TASK DATA start

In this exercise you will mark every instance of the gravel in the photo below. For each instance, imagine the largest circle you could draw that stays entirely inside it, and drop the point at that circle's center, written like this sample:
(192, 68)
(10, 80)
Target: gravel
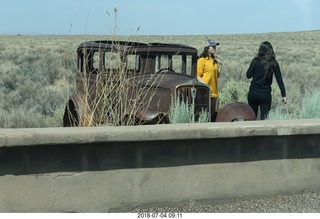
(306, 202)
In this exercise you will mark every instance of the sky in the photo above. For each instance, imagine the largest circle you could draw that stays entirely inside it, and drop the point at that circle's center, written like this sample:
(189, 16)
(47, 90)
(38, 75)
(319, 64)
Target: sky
(157, 17)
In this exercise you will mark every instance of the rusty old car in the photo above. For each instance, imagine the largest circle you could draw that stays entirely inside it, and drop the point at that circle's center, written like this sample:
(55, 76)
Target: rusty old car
(130, 83)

TASK DATA end

- **THE EXERCISE**: Begin with the line that contains "In this exercise you will mark every instance of the sky" and quote each line after it exactly, stopping after the last line of the data.

- **REPLY TO THE TASK**:
In this exercise you will mark every instance of the sky in the photo above. For each instance, imagine the largest circle you could draw that stays entirely inside it, and drop the point at that circle's center, written like this sample:
(189, 16)
(47, 90)
(38, 75)
(319, 64)
Target: sky
(157, 17)
In this exercise you will mark every instance of the rusty old car in the photo above. For each instance, imagine the largest circle you could draw that stays entirely inside it, and drop the point at that circle's center, written like this sample:
(55, 76)
Target: rusty old car
(130, 83)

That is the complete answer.